Requirements — Copy the following records line for line, with no changes.

(Detection annotation records)
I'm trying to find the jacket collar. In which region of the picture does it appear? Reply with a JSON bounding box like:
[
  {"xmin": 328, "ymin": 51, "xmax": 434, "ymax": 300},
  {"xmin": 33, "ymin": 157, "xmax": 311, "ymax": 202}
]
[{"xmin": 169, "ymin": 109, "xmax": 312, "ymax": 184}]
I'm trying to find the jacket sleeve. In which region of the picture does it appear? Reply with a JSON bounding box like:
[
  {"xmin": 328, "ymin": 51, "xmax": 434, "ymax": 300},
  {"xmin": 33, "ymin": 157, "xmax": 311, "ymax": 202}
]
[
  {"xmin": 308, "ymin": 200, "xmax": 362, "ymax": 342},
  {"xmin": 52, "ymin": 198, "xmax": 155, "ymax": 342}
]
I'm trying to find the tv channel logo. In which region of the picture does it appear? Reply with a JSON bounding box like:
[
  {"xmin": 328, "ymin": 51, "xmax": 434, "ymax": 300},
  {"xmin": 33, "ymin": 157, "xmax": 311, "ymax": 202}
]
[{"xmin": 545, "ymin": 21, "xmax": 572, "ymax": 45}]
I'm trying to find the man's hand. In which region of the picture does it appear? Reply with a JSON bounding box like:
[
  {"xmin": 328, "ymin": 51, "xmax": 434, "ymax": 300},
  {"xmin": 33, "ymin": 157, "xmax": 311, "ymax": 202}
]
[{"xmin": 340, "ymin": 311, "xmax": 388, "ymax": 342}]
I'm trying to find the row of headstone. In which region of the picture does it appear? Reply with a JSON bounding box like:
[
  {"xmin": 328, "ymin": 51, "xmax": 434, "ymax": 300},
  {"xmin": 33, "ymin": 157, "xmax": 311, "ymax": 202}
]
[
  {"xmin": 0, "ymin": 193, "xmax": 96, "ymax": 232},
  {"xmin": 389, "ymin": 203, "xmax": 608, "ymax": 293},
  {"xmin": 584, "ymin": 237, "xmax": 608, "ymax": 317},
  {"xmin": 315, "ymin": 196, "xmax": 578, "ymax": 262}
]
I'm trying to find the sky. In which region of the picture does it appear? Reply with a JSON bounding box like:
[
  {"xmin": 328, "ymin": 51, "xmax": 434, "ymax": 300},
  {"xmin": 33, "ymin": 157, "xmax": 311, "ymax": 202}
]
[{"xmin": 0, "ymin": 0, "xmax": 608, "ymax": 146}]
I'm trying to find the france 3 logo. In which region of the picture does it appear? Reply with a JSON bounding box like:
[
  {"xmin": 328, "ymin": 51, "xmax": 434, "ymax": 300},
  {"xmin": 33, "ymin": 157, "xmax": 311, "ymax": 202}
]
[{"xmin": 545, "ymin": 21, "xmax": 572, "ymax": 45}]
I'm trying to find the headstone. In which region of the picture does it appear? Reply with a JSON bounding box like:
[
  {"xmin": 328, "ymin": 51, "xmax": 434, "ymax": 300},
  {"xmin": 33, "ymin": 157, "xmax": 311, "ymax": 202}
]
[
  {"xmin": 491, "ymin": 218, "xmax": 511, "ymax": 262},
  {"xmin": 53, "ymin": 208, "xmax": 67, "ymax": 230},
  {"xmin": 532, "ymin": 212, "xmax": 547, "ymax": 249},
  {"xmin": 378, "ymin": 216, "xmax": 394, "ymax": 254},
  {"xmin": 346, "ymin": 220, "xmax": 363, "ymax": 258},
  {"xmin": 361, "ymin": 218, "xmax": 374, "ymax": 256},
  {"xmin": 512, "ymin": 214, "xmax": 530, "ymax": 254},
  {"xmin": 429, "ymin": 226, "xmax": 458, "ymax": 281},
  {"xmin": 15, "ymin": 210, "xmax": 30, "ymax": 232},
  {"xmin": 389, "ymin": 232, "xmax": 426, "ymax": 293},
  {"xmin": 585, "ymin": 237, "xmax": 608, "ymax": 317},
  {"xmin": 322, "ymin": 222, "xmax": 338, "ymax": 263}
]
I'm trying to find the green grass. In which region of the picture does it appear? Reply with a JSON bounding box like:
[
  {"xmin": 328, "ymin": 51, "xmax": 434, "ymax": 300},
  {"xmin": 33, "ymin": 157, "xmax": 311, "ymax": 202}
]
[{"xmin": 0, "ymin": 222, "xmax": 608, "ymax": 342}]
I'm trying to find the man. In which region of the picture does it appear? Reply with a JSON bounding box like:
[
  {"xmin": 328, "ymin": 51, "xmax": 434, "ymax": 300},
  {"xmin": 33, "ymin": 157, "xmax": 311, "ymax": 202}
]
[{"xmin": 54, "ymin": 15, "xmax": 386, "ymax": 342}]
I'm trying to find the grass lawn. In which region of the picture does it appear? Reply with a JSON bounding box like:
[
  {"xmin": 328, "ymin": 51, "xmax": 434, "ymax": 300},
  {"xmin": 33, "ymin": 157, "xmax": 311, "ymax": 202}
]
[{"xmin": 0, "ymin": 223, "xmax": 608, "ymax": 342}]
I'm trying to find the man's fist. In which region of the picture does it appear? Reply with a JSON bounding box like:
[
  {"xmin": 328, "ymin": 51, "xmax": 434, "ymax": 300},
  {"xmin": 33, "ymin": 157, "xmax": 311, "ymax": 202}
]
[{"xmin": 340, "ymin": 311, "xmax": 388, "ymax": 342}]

Full answer —
I'm trying to find the jacket collar. In which region of the picture does it appear? Reply with a JSON bounding box like:
[
  {"xmin": 328, "ymin": 51, "xmax": 434, "ymax": 300},
  {"xmin": 33, "ymin": 157, "xmax": 311, "ymax": 202}
]
[{"xmin": 169, "ymin": 109, "xmax": 312, "ymax": 184}]
I'm trying to find the jacket sleeve. In which region of the picture does it appear? Reply with a JSON bounding box like:
[
  {"xmin": 328, "ymin": 51, "xmax": 434, "ymax": 300},
  {"xmin": 33, "ymin": 157, "xmax": 311, "ymax": 202}
]
[
  {"xmin": 308, "ymin": 200, "xmax": 362, "ymax": 342},
  {"xmin": 52, "ymin": 198, "xmax": 155, "ymax": 342}
]
I'm trying to find the tv channel logo. In which region of the picture does it appear? Reply with a JSON bounding box like:
[
  {"xmin": 328, "ymin": 51, "xmax": 434, "ymax": 300},
  {"xmin": 33, "ymin": 157, "xmax": 311, "ymax": 202}
]
[{"xmin": 545, "ymin": 21, "xmax": 572, "ymax": 45}]
I'm trying to find the man's hand. In which region of the picture does it appear? Reply with a JSON bounding box like:
[
  {"xmin": 328, "ymin": 51, "xmax": 434, "ymax": 300},
  {"xmin": 33, "ymin": 157, "xmax": 311, "ymax": 202}
]
[{"xmin": 340, "ymin": 311, "xmax": 388, "ymax": 342}]
I'm trying to find the row of headstone. In which region of the picture does it appear? Reply with a JSON bounding box like:
[
  {"xmin": 328, "ymin": 51, "xmax": 434, "ymax": 300},
  {"xmin": 33, "ymin": 157, "xmax": 311, "ymax": 202}
]
[
  {"xmin": 0, "ymin": 193, "xmax": 96, "ymax": 232},
  {"xmin": 389, "ymin": 203, "xmax": 608, "ymax": 293},
  {"xmin": 584, "ymin": 237, "xmax": 608, "ymax": 317},
  {"xmin": 315, "ymin": 196, "xmax": 578, "ymax": 262}
]
I'm trying to find the sky. In which region of the picture does it appear? Reply with a JSON bounding box like:
[
  {"xmin": 328, "ymin": 51, "xmax": 434, "ymax": 300},
  {"xmin": 33, "ymin": 157, "xmax": 311, "ymax": 202}
]
[{"xmin": 0, "ymin": 0, "xmax": 608, "ymax": 146}]
I'm trying to find the france 3 logo. In which region of the picture does it appear? Reply with a JSON bounding box like:
[
  {"xmin": 328, "ymin": 51, "xmax": 434, "ymax": 300},
  {"xmin": 33, "ymin": 157, "xmax": 311, "ymax": 202}
]
[{"xmin": 545, "ymin": 21, "xmax": 572, "ymax": 45}]
I'm trying to find the headstone. In which region of the picture does it appear? Reply with a JSON bounding box like:
[
  {"xmin": 328, "ymin": 51, "xmax": 434, "ymax": 300},
  {"xmin": 33, "ymin": 157, "xmax": 311, "ymax": 202}
]
[
  {"xmin": 491, "ymin": 218, "xmax": 511, "ymax": 262},
  {"xmin": 53, "ymin": 208, "xmax": 67, "ymax": 230},
  {"xmin": 532, "ymin": 212, "xmax": 547, "ymax": 249},
  {"xmin": 378, "ymin": 216, "xmax": 394, "ymax": 254},
  {"xmin": 346, "ymin": 220, "xmax": 363, "ymax": 258},
  {"xmin": 361, "ymin": 218, "xmax": 374, "ymax": 256},
  {"xmin": 512, "ymin": 214, "xmax": 530, "ymax": 254},
  {"xmin": 429, "ymin": 226, "xmax": 458, "ymax": 281},
  {"xmin": 15, "ymin": 210, "xmax": 30, "ymax": 232},
  {"xmin": 389, "ymin": 232, "xmax": 426, "ymax": 293},
  {"xmin": 585, "ymin": 237, "xmax": 608, "ymax": 317},
  {"xmin": 322, "ymin": 222, "xmax": 338, "ymax": 263}
]
I'm trying to find the green grass. In which region of the picture does it appear? Reply with a JSON bounding box like:
[
  {"xmin": 328, "ymin": 51, "xmax": 434, "ymax": 300},
  {"xmin": 33, "ymin": 157, "xmax": 311, "ymax": 202}
]
[{"xmin": 0, "ymin": 222, "xmax": 608, "ymax": 342}]
I'm trying to find the man. In which region of the picture does it appear? Reply with a JSON bounding box like:
[
  {"xmin": 328, "ymin": 51, "xmax": 434, "ymax": 300},
  {"xmin": 33, "ymin": 157, "xmax": 311, "ymax": 202}
]
[{"xmin": 54, "ymin": 15, "xmax": 386, "ymax": 342}]
I'm trying to find the grass lawn. In which region of the picture does it appear? Reply with a JSON bounding box like:
[
  {"xmin": 328, "ymin": 51, "xmax": 434, "ymax": 300},
  {"xmin": 33, "ymin": 157, "xmax": 311, "ymax": 202}
]
[{"xmin": 0, "ymin": 223, "xmax": 608, "ymax": 342}]
I'm trying to find the man's fist. In which region of the picture does it appear? Reply with a JSON bounding box like:
[
  {"xmin": 328, "ymin": 51, "xmax": 434, "ymax": 300},
  {"xmin": 33, "ymin": 157, "xmax": 311, "ymax": 202}
]
[{"xmin": 340, "ymin": 311, "xmax": 388, "ymax": 342}]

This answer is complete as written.